SOURCE PASSAGE —
________

Context: Although patients with acromegaly may have an increased risk of developing several types of cancers, the degree of risk for malignancy in these patients is unresolved.
Objective: The present study aimed to investigate the potential genotoxic effects of acromegaly on the cell cycle in peripheral blood lymphocyte cultures.
Design: This was a single center, crossover, case-control study conducted on the acromegalic patients in Turkey.
Setting: The study was conducted in the outpatient clinic of a university hospital.
Patients: Seventy-one consecutively screened acromegalic patients and 56 controls participated in the study.
Intervention: Patients were included, regardless of the disease activity status and their treatment duration before the study.
Main outcome measures: The primary end point was the frequency of micronucleus (MN) in the peripheral blood lymphocyte cultures, and the secondary end point was its clinical correlations.

________

RECORD SET —
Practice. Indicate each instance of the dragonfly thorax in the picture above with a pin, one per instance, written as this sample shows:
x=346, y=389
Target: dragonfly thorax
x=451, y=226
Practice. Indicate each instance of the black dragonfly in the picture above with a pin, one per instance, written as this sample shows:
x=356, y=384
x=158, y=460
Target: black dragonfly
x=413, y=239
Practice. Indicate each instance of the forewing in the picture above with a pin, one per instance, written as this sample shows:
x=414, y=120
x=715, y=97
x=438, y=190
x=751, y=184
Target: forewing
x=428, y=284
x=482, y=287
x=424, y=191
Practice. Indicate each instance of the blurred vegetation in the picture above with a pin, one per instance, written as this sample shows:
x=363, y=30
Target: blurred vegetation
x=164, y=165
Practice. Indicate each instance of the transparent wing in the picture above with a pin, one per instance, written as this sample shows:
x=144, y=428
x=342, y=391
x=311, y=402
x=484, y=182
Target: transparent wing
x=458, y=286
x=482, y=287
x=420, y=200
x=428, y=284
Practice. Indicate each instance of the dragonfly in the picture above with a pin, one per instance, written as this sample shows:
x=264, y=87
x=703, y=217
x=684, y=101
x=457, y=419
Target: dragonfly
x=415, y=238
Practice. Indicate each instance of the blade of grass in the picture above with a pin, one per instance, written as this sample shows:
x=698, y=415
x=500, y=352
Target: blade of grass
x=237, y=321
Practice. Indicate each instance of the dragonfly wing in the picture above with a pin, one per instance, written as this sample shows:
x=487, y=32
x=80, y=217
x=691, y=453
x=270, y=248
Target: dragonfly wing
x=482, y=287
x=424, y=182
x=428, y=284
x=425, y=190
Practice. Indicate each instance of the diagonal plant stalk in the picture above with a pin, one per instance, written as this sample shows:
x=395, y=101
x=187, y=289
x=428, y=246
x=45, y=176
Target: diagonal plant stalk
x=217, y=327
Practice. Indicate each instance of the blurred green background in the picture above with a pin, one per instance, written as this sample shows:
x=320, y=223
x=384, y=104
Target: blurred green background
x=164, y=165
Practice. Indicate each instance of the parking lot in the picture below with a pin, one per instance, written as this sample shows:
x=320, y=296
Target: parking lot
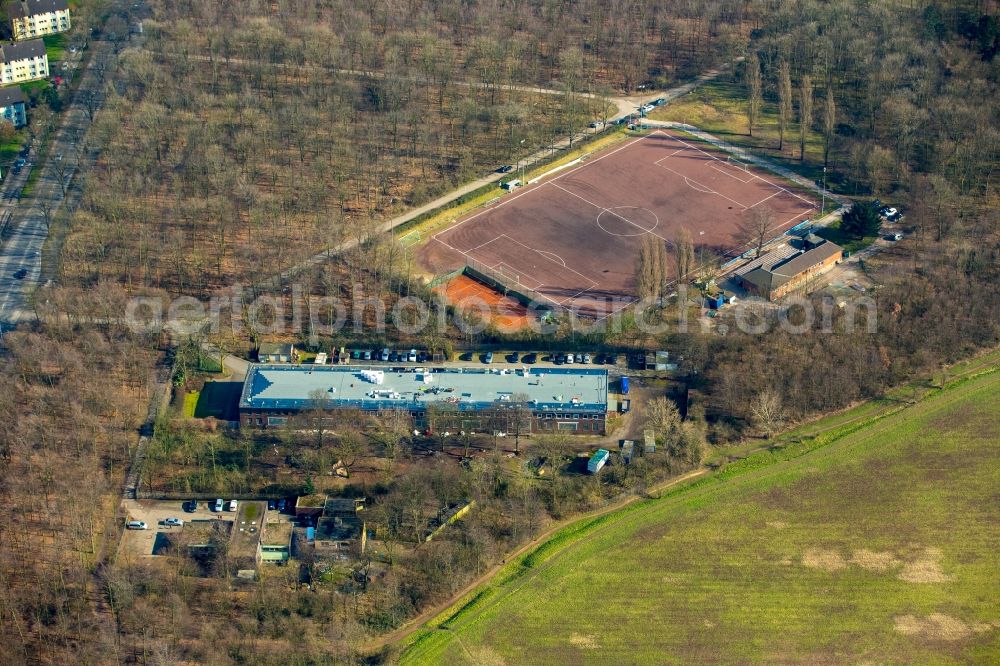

________

TASK DIRECTIONS —
Write the next part of the acromegaly study abstract, starting after its main outcome measures line. The rows were taken from a different source than the acromegaly study abstract.

ANSWER TO THIS EXERCISE —
Results: The MN level was 3.82 ± 1.49 in the control group and 18.00 ± 6.13 in the acromegalic group (P < .01), whereas the nuclear division index (NDI) was 1.79 ± 0.12 in the control group and 1.68 ± 0.07 in the acromegalic group (P < .01). Neither MN nor NDI was correlated with age, GH, IGF-I, initial GH, initial IGF-I, duration of the remission period, and initial tumor size. Only the MN level was positively correlated with the duration of disease (r = 0.323, P = .014).
Conclusion: Our results indicated that acromegalic patients had genotoxic damage at a substantial level, and there was a positive correlation between the duration of disease and genotoxicity level.